Supplied text:

::::

Market Share — tomatillo time
Tomatillos are a staple of Mexican cooking and are currently in season
Photos by Stacey DeWolfe
I am a creature of habit, and I’ve never been able to figure out whether this is a good thing or a bad thing. It’s not that I am unadventurous, per se; in fact, I love trying new things. But because my life is full of so many uncertainties, I also crave consistency where I can get it: in a bowl of Momofuku ramen in New York’s East Village, in a huevos rancheros from Café Habana in NoLita, in a mango from Chez Nino at the Jean-Talon market or in an Empire apple. The epitome of simple, consistent perfection, no matter where it comes from.
But I recently changed my routine. Instead of stopping at Birri Brothers, which is my first and, often, only stop at the market in the summer months, I have ventured further afield, discovering Jacques and Diane’s amazing carrots a few weeks back, and, this weekend, the gorgeous organic produce of Michel and Victoire Palardy (also at Jean-Talon). And since my mandate in this column is to delve into culinary realms both unfamiliar and, at times, intimidating, I came home from my afternoon jaunt with a large bag of ripe tomatillos, which are in season in Quebec.

::::

Extracted records:
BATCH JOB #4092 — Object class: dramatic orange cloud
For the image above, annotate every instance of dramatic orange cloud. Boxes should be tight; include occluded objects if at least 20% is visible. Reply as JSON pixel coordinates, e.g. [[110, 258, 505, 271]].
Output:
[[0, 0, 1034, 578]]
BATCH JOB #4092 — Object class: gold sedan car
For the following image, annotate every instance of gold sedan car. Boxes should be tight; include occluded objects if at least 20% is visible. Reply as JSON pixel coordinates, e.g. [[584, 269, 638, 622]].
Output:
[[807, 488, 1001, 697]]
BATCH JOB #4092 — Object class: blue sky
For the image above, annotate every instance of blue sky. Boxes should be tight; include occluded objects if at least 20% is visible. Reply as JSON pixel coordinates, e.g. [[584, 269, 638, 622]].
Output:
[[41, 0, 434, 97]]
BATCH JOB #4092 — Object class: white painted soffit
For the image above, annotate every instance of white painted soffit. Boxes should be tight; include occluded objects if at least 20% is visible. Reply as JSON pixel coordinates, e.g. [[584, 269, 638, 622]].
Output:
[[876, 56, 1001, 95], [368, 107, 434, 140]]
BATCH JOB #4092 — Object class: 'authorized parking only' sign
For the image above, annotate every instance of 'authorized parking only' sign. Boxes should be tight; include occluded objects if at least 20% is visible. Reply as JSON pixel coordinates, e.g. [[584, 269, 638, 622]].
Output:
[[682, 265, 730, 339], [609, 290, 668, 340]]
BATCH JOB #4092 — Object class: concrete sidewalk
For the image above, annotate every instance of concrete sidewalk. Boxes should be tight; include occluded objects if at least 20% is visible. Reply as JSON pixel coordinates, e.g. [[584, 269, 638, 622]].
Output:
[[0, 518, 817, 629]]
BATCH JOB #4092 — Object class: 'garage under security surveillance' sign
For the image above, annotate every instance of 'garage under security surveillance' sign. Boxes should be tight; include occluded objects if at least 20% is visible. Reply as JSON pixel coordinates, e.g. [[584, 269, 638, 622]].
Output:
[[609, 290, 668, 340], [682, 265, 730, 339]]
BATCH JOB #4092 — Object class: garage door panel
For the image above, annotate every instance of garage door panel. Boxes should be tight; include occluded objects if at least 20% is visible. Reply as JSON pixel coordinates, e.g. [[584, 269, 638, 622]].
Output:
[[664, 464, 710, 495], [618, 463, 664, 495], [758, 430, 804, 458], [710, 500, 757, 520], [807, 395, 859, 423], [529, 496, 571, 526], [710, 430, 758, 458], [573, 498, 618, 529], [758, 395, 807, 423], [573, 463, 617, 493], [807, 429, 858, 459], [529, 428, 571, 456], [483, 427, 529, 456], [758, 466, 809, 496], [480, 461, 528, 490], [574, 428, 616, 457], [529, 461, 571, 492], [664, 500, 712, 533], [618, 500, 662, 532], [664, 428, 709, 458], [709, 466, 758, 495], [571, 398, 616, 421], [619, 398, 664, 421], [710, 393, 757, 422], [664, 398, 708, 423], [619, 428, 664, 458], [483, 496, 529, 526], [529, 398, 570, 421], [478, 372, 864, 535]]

::::

Task set:
1. Answer these from the tomatillo column:
(a) Who took the photos?
(b) Which vendor is usually the writer's first stop at the market in summer?
(c) In what province are the tomatillos said to be in season?
2. List every food the writer of the tomatillo column names as a source of the consistency they crave.
3. Carry the tomatillo column on from its last sentence.

Answers for the tasks:
1.
(a) Stacey DeWolfe
(b) Birri Brothers
(c) Quebec

2.
- A bowl of Momofuku ramen in New York's East Village
- Huevos rancheros from Café Habana in NoLita
- A mango from Chez Nino at the Jean-Talon market
- An Empire apple

3.
Because they are used for salsa and other Mexican dishes, tomatillos are often assumed to be of the tomato family, but in reality they are closer to the ground cherry in texture and taste (not to mention that they, too, are wrapped in a papery sheath). When you peel back this sheath, you will find that the skin of the fruit is sticky as hell and needs to be washed and dried before roasting.
And roasting is what you want to do with them. Just coat them with a little oil and stick them in the oven at 400 F for about 40 minutes. When they “collapse,” as the Rebar cookbook instructs, it is time to take them out.
What surprises about the tomatillo is how sour it tastes, and how fresh, even when roasted. It is light, slightly lemony and needs little salt to season. And when roasted with some sweet peppers like the ones on sale at Chez Palardy, the combination of sweet, sour and smoky is hard to beat.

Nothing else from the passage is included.